-------- Document segment

Reply Tue 19 Oct, 2004 11:36 am
I had never heard of this phenomenon until coming across it yesterday while doing some marketing research for my site. At first I laughed out loud at the obsurdity of the scene. Then I looked at the timeline again and was amazed that it had occurred so recently given mankinds advancements.

Then, I realized there was certainly a phenomenon just like this taking place in American politics today. (gulp) Perhaps, it isn't so funny?

The term itself has since been used to reference computer programming, scientific methods and in other ways, so I wondered how you might apply it to American politics today.

Here's some information on Cargo Cults:


The term cargo cult is a reference to aboriginal religions that grew up in the South Pacific, especially New Guinea and Melanesian islands, initially in the mid 1800s, but most commonly in the years during and after World War II. There was no one Cargo Cult so this proper name is a misnomer?-no one who participated in a cargo cult actually knew that they were doing so.

The vast amounts of war material that were air-dropped into these islands during the Pacific campaign against the Empire of Japan necessarily meant drastic changes to the lifestyle of these islanders as manufactured clothing, canned food, tents, weapons and other useful goods arrived in vast quantities to equip soldiers?-and also the islanders who were their guides and hosts. When the war moved on, and ultimately when it ended, the airbases were abandoned and no new "cargo" was then being dropped.

In attempts to get cargo to fall by parachute or land in planes or ships again, islanders adopted a shallow version of the same practices they had seen the soldiers, sailors and airmen use. They carved headphones from wood, and wore them while sitting in control towers. They waved the landing signals while standing on the runways. They lit signal fires and torches to light up runways and lighthouses.

----------------
-------- Data records

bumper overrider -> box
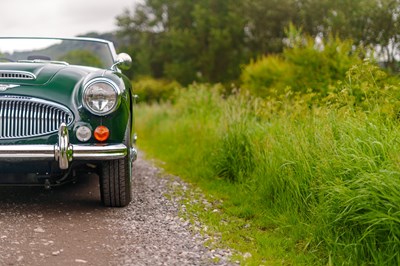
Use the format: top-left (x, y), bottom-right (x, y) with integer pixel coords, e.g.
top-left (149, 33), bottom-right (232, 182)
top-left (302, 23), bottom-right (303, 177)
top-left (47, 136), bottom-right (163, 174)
top-left (0, 123), bottom-right (137, 169)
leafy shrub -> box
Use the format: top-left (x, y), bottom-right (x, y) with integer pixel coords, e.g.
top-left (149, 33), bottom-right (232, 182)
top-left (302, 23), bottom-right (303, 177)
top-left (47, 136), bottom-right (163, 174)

----------------

Task prompt ::
In the cargo cult post, what did the islanders carve from wood and wear while sitting in control towers?

Written answer ::
Headphones.